─── PAGE ───

Download from Releases
Alternatively, download pre-built binaries from the releases page:
- Go to the latest release
- Download the appropriate binary for your platform:
refresh_vX.Y.Z_darwin_amd64.tar.gz (macOS Intel)
refresh_vX.Y.Z_darwin_arm64.tar.gz (macOS Apple Silicon)
refresh_vX.Y.Z_linux_amd64.tar.gz (Linux x64)
refresh_vX.Y.Z_windows_amd64.tar.gz (Windows x64)
- Extract and move to your PATH:
# Example for macOS Apple Silicon
tar -xzf refresh_vX.Y.Z_darwin_arm64.tar.gz
sudo mv refresh /usr/local/bin/
chmod +x /usr/local/bin/refresh
Build from Source
If you have Go installed:
# Clone the repository
git clone https://github.com/dantech2000/refresh.git
cd refresh
# Build and install
go build -o refresh .
sudo mv refresh /usr/local/bin/
# Or install directly
go install github.com/dantech2000/refresh@latest
Verify Installation
After installation, verify it works:
refresh version
refresh --help
You should see output showing the version and available commands.
Updating
To update to the latest version:
# If installed via Homebrew Cask
brew update && brew upgrade --cask refresh
# If installed via go install
go install github.com/dantech2000/refresh@latest
# If manually installed, download the latest release and replace the binary
Usage
Coming from eksctl or aws eks? See the
migration guide for a command-by-command cheat-sheet.
Command Structure
refresh
├── status # Fleet patch posture across clusters/regions (front door)
├── cluster
│ ├── list (lc) # List clusters across regions
│ ├── describe / get # Describe comprehensive cluster info
│ ├── upgrade-check # Upgrade readiness: Cluster Insights + version skew (read-only)
│ └── upgrade # Orchestrate a full cluster upgrade (control plane → addons → nodegroups)
├── nodegroup (ng)
│ ├── list # List nodegroups with AMI status
│ ├── describe / get # Describe nodegroup details
│ ├── update # Update nodegroup AMI version (alias: update-ami)
│ └── scale # Scale nodegroup with health checks
├── addon
│ ├── list # List cluster add-ons
│ ├── describe / get # Describe add-on details
│ └── update [--all] # Update one or every add-on (--all replaces update-all)
├── use [name|-] # Switch the active context (kubectx-style)
├── current # Print the active context
├── context (ctx) # Manage saved contexts (list, add, remove)
└── version # Show version information
Upgrade readiness (refresh cluster upgrade-check)

───

§ COMPLETE THE FOLLOWING
A. Name each platform the refresh guide lists a pre-built release binary for.
B. Carry on the refresh guide from its last line, the heading on upgrade readiness.
The data has no connection to the refresh guide.

─── DATA SECTION ───

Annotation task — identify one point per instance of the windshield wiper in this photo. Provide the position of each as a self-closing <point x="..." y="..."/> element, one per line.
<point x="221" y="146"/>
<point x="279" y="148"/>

───

§ ANSWERS TO THE EXERCISES
A. macOS Intel, macOS Apple Silicon, Linux x64, Windows x64

B.
A read-only pre-flight report before a cluster upgrade — the same EKS Cluster
Insights the console shows, plus a local version-skew picture (control
plane vs each managed nodegroup, and installed addons vs the latest compatible
version) with ordered, actionable findings. Nothing is mutated.
refresh cluster upgrade-check -c prod-east
refresh cluster upgrade-check -c prod-east --show-passing # include PASSING insights
refresh cluster upgrade-check -c prod-east --status ERROR # filter by status
refresh cluster upgrade-check -c prod-east -o json # machine-readable
refresh cluster upgrade-check -c prod-east --id <insight-id> # detail (recommendation + resources)
PASSING insights are hidden by default; --category defaults to
UPGRADE_READINESS. Insights are computed asynchronously by EKS, so the table
surfaces each insight's last-refresh time. Required IAM: eks:ListInsights,
eks:DescribeInsight, plus eks:DescribeCluster, eks:ListNodegroups,
eks:DescribeNodegroup, eks:ListAddons, eks:DescribeAddon,
eks:DescribeAddonVersions for the skew section.
Fleet status (refresh status)
The Monday-morning command: one table showing, per cluster, the Kubernetes
version, EKS support window, nodegroup AMI staleness, and addons behind latest —
across every region.
refresh status # clusters in the current region
refresh status -A # all EKS-supported regions
refresh status -r us-east-1 -r us-west-2 # specific regions
refresh status prod # only clusters whose name contains "prod"
refresh status -A -o json # machine-readable for scripts/CI
refresh status -A --sort stale --desc # most-stale clusters first
Example:
CLUSTER REGION VERSION SUPPORT COMPUTE STALE AMI ADDONS BEHIND
prod-east us-east-1 1.31 standard until 2025-11-26 4 nodegroups 2/4 (oldest 94d) 1 (coredns)
prod-west us-west-2 1.29 ⚠ EXTENDED until 2026-03-23 (~$0.50/hr) 3 nodegroups 3/3 (oldest 210d) 2 (coredns,vpc-cni)
legacy us-east-1 1.33 standard until 2026-07-23 🤖 Auto Mode n/a 0
3 clusters · 5 stale nodegroups · 3 addons behind · 1 extended/unsupported
Support dates come from eks:DescribeClusterVersions; if that call is
unavailable a compiled-in calendar is used and the row is marked with *.
Extended support is roughly $0.60/hr vs $0.10/hr standard (~$4,400/yr per
lingering cluster), so the premium is surfaced inline.
Exit codes (for CI/cron):
| Code |
Meaning |
0 |
everything current and in standard support |
2 |
something stale (nodegroup AMI or addon behind latest) |
3 |
a cluster is on extended support or unsupported |
-o table|json|yaml|plain is supported (plain is uncolored TSV); --no-color
and NO_COLOR are honored. Required IAM: eks:ListClusters,
eks:DescribeCluster, eks:DescribeClusterVersions, eks:ListNodegroups,
eks:DescribeNodegroup, eks:ListAddons, eks:DescribeAddon,
eks:DescribeAddonVersions, ec2:DescribeImages, ec2:DescribeInstances.
Contexts (kubectx-style)
Stop passing --cluster, --region, and --profile on every invocation. Save
a named context once, then switch between them with refresh use.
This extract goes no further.